# Parts of the exercise
a – Please copy word for word the stretch of the passage on titular sees starting with "The Ordinary or" and going on through "promoted or demoted.".
b – According to the passage on titular sees, in what year did the Bulgarians under Emperor Kaloyan destroy the see of Maximianoupolis?

Titular sees are dioceses that no longer functionally exist, often because the territory was conquered by Muslims or because it is schismatic. The Greek–Turkish population exchange of 1923 also contributed to titular sees. The see of Maximianoupolis along with the town that shared its name was destroyed by the Bulgarians under Emperor Kaloyan in 1207; the town and the see were under the control of the Latin Empire, which took Constantinople during the Fourth Crusade in 1204. Parthenia, in north Africa, was abandoned and swallowed by desert sand. [1]

Roman Catholic Church

During the Muslim conquests of the Middle East and North Africa, some bishops fled to Christian-ruled areas. Even if they did not return and the Christian population of their dioceses dispersed, were killed or abandoned the Catholic faith, they continued to be seen as the bishops of those dioceses, who could give rise, even after long interruption (exile and/or vacancy), to a 'restored' line of apostolic succession on each see.

The Ordinary or hierarch of a Catholic titular see may be styled a "Titular Metropolitan" (highest rank), "Titular Archbishop" (intermediary rank) or "Titular bishop" (lowest rank), which normally goes by the status conferred on the titular see (mostly corresponding to its historical rank), but exceptions ad hoc are currently made on a regular basis, either above or below the titular see's rank, while titular sees have repeatedly been promoted or demoted.

There are practical advantages in certain circumstances in not establishing a permanent diocese in a given territory, for reasons of the limited size of the Catholic population, its lack of permanence, the likelihood of having to divide the jurisdiction in a not distant future, and so on. In these circumstances the Catholic Church establishes sometimes not a diocese but a canonical jurisdiction of another kind. This may be, for example, a Mission sui iuris, an Apostolic Administration (permanently constituted), an Ordinariate, a Prefecture Apostolic, a territorial Abbey, a Vicariate Apostolic, or a Prelature. The ecclesiastic placed in charge of one of these jurisdictions has a corresponding title, such as Superior of a Mission sui iuris, Apostolic Administrator, Ordinary, Prefect Apostolic, territorial Abbot, Vicar Apostolic, or Prelate. The ecclesiastic may be in priestly or episcopal orders. In recent practice an Apostolic Administrator, Vicar Apostolic, or Prelate (in this precise sense) is often appointed (and consecrated) a bishop. If that happens he is assigned a titular see, in addition to his status as head of the territorial jurisdiction. the appointment as bishop is less likely in the case of a Superior of a Mission sui iuris, or a Prefect Apostolic, but may happen, especially when a man who is already a bishop governing a particular jurisdiction is appointed cumulatively to govern one of these others. A particular territory may have its canonical status changed more than once, or may be united to a neighbouring territory or subdivided, according to developing circumstances. An example might be the uniting on November 30, 1987, of two Egyptian vicariates apostolic, Heliopolis of Egypt and Port Said, to become the single Vicariate Apostolic of Alexandria of Egypt–Heliopolis of Egypt–Port Said, governed by Egypt's only Latin Ordinary at present. A different example would be the division, on 6 July 6, 1992, of the Ghanaian diocese of Accra, to separate from its territory the new diocese of Koforidua. At the same date, the diocese of Accra became a Metropolitan Archdiocese.

# Entries provided
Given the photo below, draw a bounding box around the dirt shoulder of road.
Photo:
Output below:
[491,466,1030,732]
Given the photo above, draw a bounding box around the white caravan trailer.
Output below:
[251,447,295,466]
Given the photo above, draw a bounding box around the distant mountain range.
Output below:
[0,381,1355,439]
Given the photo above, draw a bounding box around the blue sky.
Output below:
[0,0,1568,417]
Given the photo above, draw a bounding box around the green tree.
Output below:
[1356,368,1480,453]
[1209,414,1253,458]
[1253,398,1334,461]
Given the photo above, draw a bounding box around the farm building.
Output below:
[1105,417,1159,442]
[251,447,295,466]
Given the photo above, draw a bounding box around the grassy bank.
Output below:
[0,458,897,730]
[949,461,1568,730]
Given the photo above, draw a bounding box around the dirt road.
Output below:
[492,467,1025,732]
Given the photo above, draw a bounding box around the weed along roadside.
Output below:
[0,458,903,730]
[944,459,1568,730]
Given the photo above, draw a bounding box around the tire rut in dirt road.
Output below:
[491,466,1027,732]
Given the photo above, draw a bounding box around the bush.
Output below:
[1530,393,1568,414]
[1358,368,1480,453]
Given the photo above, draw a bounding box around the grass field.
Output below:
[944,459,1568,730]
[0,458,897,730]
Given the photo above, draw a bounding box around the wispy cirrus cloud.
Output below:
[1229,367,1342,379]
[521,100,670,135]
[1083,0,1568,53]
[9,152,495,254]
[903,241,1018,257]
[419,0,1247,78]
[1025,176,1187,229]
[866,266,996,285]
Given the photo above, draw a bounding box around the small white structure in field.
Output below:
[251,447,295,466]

# Solutions
a –
The Ordinary or hierarch of a Catholic titular see may be styled a "Titular Metropolitan" (highest rank), "Titular Archbishop" (intermediary rank) or "Titular bishop" (lowest rank), which normally goes by the status conferred on the titular see (mostly corresponding to its historical rank), but exceptions ad hoc are currently made on a regular basis, either above or below the titular see's rank, while titular sees have repeatedly been promoted or demoted.

b – 1207